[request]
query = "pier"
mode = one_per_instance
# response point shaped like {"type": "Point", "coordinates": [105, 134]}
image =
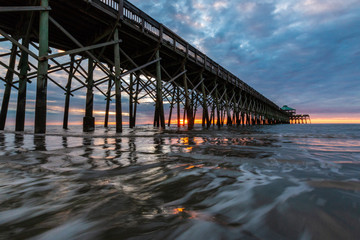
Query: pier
{"type": "Point", "coordinates": [296, 118]}
{"type": "Point", "coordinates": [136, 56]}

The problem>
Reproduce the lines of the entries above with "pier" swapped for "dock" everywhere it occurs, changing nothing else. Leave out the pictures.

Final answer>
[request]
query = "dock"
mode = one_per_instance
# response point shaped like {"type": "Point", "coordinates": [105, 134]}
image =
Query: dock
{"type": "Point", "coordinates": [296, 118]}
{"type": "Point", "coordinates": [136, 56]}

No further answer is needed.